Segmentation mask data

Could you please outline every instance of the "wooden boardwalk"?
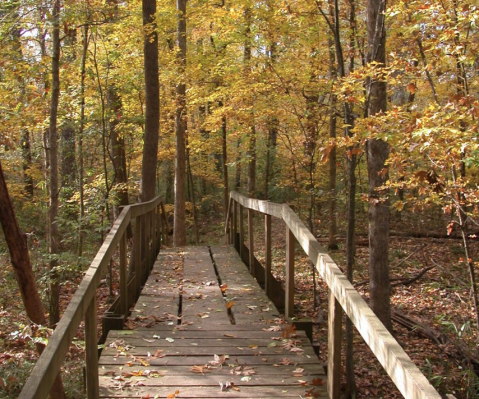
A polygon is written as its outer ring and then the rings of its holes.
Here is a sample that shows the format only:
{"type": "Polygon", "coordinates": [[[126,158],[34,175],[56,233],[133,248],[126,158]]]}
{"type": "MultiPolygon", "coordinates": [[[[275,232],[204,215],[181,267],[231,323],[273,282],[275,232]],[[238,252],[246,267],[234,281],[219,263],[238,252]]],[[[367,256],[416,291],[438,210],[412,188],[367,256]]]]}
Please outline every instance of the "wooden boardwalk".
{"type": "Polygon", "coordinates": [[[161,252],[99,361],[102,398],[326,398],[302,331],[282,324],[231,247],[161,252]]]}

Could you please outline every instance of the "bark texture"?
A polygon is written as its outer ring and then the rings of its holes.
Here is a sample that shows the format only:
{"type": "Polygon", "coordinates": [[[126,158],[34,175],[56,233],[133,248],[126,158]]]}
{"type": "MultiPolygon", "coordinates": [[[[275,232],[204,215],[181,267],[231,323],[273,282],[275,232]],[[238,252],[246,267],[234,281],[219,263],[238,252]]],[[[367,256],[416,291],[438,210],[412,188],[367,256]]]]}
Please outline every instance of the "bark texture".
{"type": "Polygon", "coordinates": [[[178,44],[178,76],[176,85],[175,114],[175,220],[173,239],[175,246],[186,245],[186,85],[184,71],[186,68],[186,0],[177,0],[178,12],[177,44],[178,44]]]}
{"type": "MultiPolygon", "coordinates": [[[[385,0],[368,0],[368,61],[379,66],[386,62],[386,31],[384,25],[385,0]]],[[[386,111],[386,82],[380,79],[369,81],[368,114],[373,116],[386,111]]],[[[379,139],[367,144],[369,178],[369,280],[370,304],[374,313],[392,330],[390,285],[389,285],[389,200],[387,192],[379,190],[388,179],[385,162],[389,156],[389,146],[379,139]]]]}
{"type": "Polygon", "coordinates": [[[57,120],[58,102],[60,98],[60,1],[53,5],[53,28],[52,28],[52,96],[50,102],[50,125],[48,131],[48,152],[50,159],[50,209],[48,212],[49,224],[49,247],[50,247],[50,325],[54,326],[60,320],[60,284],[56,268],[58,260],[59,231],[57,224],[58,216],[58,139],[57,120]]]}
{"type": "Polygon", "coordinates": [[[145,68],[145,134],[141,165],[140,201],[149,201],[156,192],[156,163],[160,134],[160,83],[158,77],[158,34],[156,0],[143,0],[143,51],[145,68]]]}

What this task involves
Your answer must be every record above, word for word, with no pictures.

Response below
Could you please outline every instance of the "wooden boardwalk"?
A polygon is written as its outer ring and then the rings of its holes.
Here is a sample that shows the format only:
{"type": "Polygon", "coordinates": [[[126,158],[34,175],[56,233],[133,248],[126,158]]]}
{"type": "MultiPolygon", "coordinates": [[[[275,232],[204,215],[181,267],[231,323],[273,282],[275,232]],[[238,252],[246,267],[234,281],[219,263],[238,252]]],[[[367,256],[416,291],[438,210],[412,188],[367,256]]]]}
Please outline every instance of the "wooden boardwalk".
{"type": "Polygon", "coordinates": [[[161,252],[99,361],[102,398],[326,398],[302,331],[282,324],[231,247],[161,252]]]}

Could you please outline every instance of the "bark texture"?
A polygon is written as its outer ring and then the rings of its holes.
Here is a sample that shows the format only:
{"type": "Polygon", "coordinates": [[[126,158],[34,175],[56,233],[133,248],[126,158]]]}
{"type": "MultiPolygon", "coordinates": [[[[275,232],[204,215],[181,267],[231,323],[273,282],[275,232]],[[238,252],[246,267],[234,281],[219,263],[238,252]]],[[[367,256],[416,291],[438,210],[412,188],[367,256]]]]}
Please outline every instance of the "bark texture".
{"type": "Polygon", "coordinates": [[[178,44],[178,76],[176,85],[175,114],[175,220],[173,239],[175,246],[186,245],[186,85],[184,71],[186,68],[186,0],[177,0],[178,12],[177,44],[178,44]]]}
{"type": "MultiPolygon", "coordinates": [[[[385,0],[368,0],[368,61],[379,66],[386,62],[386,31],[384,25],[385,0]]],[[[386,111],[386,82],[380,79],[369,81],[368,114],[373,116],[386,111]]],[[[379,139],[367,144],[369,178],[369,280],[370,304],[374,313],[392,330],[390,285],[389,285],[389,200],[387,192],[379,190],[388,179],[385,162],[389,156],[389,146],[379,139]]]]}
{"type": "Polygon", "coordinates": [[[57,120],[58,102],[60,98],[60,1],[53,5],[53,28],[52,28],[52,96],[50,102],[50,125],[48,131],[48,152],[50,159],[50,209],[48,212],[49,224],[49,247],[50,247],[50,325],[54,326],[60,320],[60,284],[56,268],[58,260],[59,231],[57,224],[58,216],[58,139],[57,120]]]}
{"type": "Polygon", "coordinates": [[[145,68],[145,134],[141,165],[140,201],[149,201],[156,192],[156,163],[160,134],[160,83],[158,77],[158,34],[156,0],[143,0],[143,51],[145,68]]]}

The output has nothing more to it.